TASK DESCRIPTION:
Copy exactly, and only, the lines from the line containing "In this exercise you will mark each instance of the sink" through the last line of the records below, both included.

DATA EXTRACT:
# # #

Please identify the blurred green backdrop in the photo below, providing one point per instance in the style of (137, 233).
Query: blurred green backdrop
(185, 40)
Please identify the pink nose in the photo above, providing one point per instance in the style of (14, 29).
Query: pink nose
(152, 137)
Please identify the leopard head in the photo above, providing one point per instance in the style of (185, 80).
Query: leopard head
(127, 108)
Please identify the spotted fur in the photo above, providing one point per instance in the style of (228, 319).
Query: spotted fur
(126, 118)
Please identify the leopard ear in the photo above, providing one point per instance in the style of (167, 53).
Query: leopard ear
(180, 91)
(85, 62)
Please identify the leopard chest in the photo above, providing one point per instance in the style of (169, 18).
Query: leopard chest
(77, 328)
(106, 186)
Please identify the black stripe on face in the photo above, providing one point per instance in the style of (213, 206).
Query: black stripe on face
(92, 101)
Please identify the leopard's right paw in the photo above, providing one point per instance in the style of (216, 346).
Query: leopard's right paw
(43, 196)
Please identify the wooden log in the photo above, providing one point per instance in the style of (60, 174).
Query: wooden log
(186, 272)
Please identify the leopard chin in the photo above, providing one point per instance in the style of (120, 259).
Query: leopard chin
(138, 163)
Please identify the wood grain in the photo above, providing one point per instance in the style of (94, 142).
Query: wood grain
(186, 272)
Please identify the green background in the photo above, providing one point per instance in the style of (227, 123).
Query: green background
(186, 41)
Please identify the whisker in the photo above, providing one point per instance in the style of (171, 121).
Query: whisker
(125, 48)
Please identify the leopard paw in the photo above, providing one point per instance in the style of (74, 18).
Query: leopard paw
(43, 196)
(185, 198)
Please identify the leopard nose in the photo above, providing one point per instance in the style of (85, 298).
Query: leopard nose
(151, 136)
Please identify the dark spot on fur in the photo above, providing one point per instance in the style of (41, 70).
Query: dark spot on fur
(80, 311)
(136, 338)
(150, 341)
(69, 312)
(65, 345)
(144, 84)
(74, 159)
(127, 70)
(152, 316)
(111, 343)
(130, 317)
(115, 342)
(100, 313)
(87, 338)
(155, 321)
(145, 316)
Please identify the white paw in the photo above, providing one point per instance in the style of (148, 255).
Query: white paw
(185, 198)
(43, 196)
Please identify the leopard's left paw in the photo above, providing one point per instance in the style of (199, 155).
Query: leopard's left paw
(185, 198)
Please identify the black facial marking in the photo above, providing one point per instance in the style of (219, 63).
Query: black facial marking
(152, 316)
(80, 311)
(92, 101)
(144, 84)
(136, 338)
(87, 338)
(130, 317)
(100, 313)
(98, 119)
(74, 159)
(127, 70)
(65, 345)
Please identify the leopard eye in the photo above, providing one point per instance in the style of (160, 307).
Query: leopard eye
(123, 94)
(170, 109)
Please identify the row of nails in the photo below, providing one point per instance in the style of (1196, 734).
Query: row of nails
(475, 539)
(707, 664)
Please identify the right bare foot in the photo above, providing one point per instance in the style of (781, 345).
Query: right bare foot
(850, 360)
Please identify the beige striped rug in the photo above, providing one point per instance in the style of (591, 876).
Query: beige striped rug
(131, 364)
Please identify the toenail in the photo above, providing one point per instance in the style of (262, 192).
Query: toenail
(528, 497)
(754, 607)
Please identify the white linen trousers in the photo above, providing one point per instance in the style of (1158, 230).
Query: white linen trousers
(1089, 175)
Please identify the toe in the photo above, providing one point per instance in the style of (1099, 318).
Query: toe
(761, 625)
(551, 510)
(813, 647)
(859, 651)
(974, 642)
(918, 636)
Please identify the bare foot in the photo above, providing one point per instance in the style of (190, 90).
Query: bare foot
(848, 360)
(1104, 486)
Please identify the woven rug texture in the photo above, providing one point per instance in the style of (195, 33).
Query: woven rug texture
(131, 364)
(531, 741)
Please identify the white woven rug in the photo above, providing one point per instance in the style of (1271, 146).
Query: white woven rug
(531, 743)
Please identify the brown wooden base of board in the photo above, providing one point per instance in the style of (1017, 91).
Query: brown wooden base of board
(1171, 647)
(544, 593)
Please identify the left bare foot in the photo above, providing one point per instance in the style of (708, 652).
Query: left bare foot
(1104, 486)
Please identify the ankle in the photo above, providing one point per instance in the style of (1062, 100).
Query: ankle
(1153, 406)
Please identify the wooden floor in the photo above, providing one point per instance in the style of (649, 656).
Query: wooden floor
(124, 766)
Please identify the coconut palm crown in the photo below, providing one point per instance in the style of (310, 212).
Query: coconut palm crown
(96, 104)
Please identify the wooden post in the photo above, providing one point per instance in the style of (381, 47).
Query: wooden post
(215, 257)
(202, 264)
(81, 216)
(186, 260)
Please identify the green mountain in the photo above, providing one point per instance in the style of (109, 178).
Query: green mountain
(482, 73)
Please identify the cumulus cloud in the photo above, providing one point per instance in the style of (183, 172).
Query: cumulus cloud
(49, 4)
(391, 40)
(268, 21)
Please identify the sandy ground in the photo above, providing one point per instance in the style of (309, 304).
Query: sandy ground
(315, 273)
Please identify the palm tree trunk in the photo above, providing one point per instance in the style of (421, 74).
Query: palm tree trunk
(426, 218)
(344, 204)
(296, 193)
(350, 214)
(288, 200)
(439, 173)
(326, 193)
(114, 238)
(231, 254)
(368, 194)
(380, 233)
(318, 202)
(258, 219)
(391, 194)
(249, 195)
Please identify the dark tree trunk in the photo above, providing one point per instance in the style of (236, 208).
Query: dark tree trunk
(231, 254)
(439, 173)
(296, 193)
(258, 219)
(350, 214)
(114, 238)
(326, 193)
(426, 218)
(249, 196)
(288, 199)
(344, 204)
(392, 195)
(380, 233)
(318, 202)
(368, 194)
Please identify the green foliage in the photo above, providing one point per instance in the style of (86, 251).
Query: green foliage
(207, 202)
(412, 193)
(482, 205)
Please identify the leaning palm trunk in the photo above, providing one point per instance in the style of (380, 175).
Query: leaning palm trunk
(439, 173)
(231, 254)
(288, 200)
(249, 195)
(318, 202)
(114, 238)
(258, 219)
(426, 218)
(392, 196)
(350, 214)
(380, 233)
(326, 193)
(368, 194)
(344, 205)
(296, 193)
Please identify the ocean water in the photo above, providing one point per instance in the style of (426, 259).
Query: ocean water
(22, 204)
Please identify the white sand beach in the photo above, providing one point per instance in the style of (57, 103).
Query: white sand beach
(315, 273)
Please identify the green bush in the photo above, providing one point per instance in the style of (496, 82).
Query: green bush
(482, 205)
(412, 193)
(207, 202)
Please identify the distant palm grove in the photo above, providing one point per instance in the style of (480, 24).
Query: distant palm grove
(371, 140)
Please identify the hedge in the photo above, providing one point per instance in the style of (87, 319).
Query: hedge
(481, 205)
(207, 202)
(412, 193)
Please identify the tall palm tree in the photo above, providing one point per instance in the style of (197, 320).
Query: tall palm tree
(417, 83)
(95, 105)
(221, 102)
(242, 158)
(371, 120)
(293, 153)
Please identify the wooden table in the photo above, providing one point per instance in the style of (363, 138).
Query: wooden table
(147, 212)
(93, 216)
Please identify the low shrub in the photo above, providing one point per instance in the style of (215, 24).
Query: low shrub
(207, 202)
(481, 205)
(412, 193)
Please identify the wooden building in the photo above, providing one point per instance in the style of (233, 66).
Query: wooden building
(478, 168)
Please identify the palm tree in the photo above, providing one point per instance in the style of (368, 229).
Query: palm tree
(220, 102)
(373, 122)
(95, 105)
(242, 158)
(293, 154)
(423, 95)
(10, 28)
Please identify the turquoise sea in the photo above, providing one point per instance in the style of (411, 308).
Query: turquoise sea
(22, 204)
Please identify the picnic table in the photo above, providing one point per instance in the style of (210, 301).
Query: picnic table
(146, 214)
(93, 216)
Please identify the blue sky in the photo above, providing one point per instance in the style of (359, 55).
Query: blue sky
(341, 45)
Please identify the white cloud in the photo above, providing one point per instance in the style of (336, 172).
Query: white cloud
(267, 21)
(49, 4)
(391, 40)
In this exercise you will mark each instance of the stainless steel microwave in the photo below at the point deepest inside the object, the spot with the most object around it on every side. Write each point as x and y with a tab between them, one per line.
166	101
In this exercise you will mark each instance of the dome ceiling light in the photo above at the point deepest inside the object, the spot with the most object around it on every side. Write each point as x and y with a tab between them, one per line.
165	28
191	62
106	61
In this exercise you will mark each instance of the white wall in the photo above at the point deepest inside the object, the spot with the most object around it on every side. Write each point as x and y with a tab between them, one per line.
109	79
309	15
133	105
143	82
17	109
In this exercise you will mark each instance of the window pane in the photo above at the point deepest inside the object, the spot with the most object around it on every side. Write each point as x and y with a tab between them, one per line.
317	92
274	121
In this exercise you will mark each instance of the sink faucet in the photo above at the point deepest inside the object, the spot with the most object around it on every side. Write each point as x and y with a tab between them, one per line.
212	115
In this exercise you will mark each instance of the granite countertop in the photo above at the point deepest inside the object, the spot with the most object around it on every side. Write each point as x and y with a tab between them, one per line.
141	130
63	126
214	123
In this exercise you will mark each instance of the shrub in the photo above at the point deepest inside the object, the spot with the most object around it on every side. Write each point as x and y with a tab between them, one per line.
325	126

# # #

EXERCISE OUTPUT:
In this exercise you will mark each instance of the sink faucet in the photo above at the point deepest inside the object, the spot with the most object around it on every side. Write each point as x and y with a tab between them, one per line.
212	115
In this exercise you will mark each instance of the granite countertop in the photo above at the point deepest inside the object, the spot with the most object around it on every side. Write each point as x and y with a tab between them, one per line.
141	130
63	126
214	123
In this exercise you will mark each instance of the shrub in the photo above at the point deepest inside the object, the spot with the most object around it on every side. Write each point as x and y with a tab between them, one per line.
325	126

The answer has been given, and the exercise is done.